50.お土産たんまり 当ててにんまり@maduお話会




ネットの普及とともに会員数はうなぎのぼり、

どんどんアワーアップしちゃってるパンクラブ

協力していただけるパン屋さんもビッグネームばかり、

それにともなって倍率も激化している「パンのお話会」。

(過去のお話会の模様はこちらこちらこちらこちら


今回はあのマディ?! うあぁぁ、どこまで行っちゃうんだ、パンクラブ!!(笑)






maduの松原シェフ、といったら、パン好きでは知らない人はいない(と思う)ほど著明なお方。

このたびパンの本を出版されたとかでマスコミでの露出も増えている最中のこのお話会。

せいぜいMAX30人の会が、急遽50人に変更されたというほどの人気。

平日の夕方なのに、渋谷のカフェマディにはパン好きが集結!


maduのパン屋さんは代官山にあるのだが、

今回の会場は渋谷店(カフェと雑貨のみ)を借りての開催となった。






私の中では、maduといえば、正直言うと微妙な位置付けだった。

何度かお伺いしてパンを買って食べていたが、

たぶん「代官山」というパン激選区にあるのがネックだったのだろう。

「数ある美味しいパン屋さんのひとつ」に埋もれちゃっていた気がする。


そうそう、渋谷のカフェマディにしてもそうだ。

10年くらい前の「カフェブーム」のときには憧れてやまない店だった。

よく渋谷で買い物した帰りにここに立ち寄ったりして「東京人」を気取ってみたっけ…。

表参道ならカフェ・デプレとかね、原宿ならオーバカナルとかね、渋谷ならドゥマゴとかね…。

というわけで大変久々に訪れるマディ、だったのである。



***



代官山店が定休日である月曜日。

焼いたパンを50人分、渋谷店に運び、渋谷店のスタッフの協力を得ながら

このイベントは開催された。かつてこんな大人数でやったことのないパンクラブ、

自己紹介タイムは各自テーブルで済ませ、

あとはひたすら運ばれてくるパンとシェフのお話を聞く!

(といいつつ、耳を傾けながら口を動かすのは至難の技(笑)

聞き漏らしが多々あることを御容赦…)


若いし、なんか軽いキャラクター(笑)のシェフなもんで

妙に親近感を持ててしまう。そう、わりと近くに居そうな、そんな親近感。


さぁ、(予定では)全部で10種類のパンを堪能!


まずはオードブルから!




一見ピンクのペーストが塗られているものは「明太子?」と思いきや(笑)

なんと、ハムのペースト!! ほんとにそのまんま「ハム」なんだが、

リエットやパテの「脂肪たっぷり」な従来のモノに慣れてしまった口には

この「ハムそのまんま!」がなんと斬新だったことか!

もちろん、チキンのリエットの方も美味〜。

後からたくさんパンが出てくるのは分かっているけど、これは残さず食べるべき! でしょう!

◆ **課題一覧**:
1. 上に掲げたパンのお話会の文書抜粋をもとに、次の問いに答えてください。
(a) 今回のお話会は、当初の最大人数から何人に変更されましたか。
(b) お話会の会場として借りられたのは、maduのどの店舗ですか。
(c) ピンクのペーストが塗られたパンは、一見すると何だと思われましたか。
2. 上に掲げたパンのお話会の文書抜粋について、最後の文に続く部分を書き足してください。

◆ **データ一覧**:
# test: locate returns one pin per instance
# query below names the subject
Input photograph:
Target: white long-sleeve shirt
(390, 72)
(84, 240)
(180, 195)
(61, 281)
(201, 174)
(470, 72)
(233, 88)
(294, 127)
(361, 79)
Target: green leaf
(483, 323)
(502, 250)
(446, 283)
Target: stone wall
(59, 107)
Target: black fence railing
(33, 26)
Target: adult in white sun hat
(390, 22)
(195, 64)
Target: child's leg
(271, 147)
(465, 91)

◆ **課題別の解答**:
1.
(a) 最大30人から50人に変更されました。
(b) カフェと雑貨のみを扱う渋谷店(カフェマディ)です。
(c) 明太子だと思われました。

2.
1 小黒三 チビクロゾー



全てのパンは、バットで運ばれ、みんなそれぞれ一個ずつ取っていく。

一個一個のカットが大きい!! テーブルそれぞれで悲鳴があがる。

この悲鳴はパンが運ばれるたびに聞こえて来た…。


最初に出て来たのは黒糖、黒ゴマ、大納言を練り込んだソフトなパン。

カタチもユニークだけど、名前も変わってる。

基本は黒糖がほんのりとした甘さとゴマの香り。大納言が時たま甘さを添える。



2 ル・ブッシュ



ねじりぞうきんスタイルの(し、失礼!)生地に、イチジクと胡桃が練り込まれたもの。

うあーーん、こういうのにはホントに弱いの、私ーー。

みんなより先に手を伸ばす私。負けませんからっ!(?)

一番端っこのイチジクがはみ出して焦げている感じのところを死守!(笑)


これが卒倒するほど美味しかった。たぶん素で食べても素晴らしく粉の素朴な風味が活きているのだろうけど、

このイチジクと胡桃は反則! 特にこの胡桃は…渋さってものが皆無。とにかくコクが猛烈…!!

頭痛がするぐらいに、酔うほどにオイリー…!! 美味しすぎる…。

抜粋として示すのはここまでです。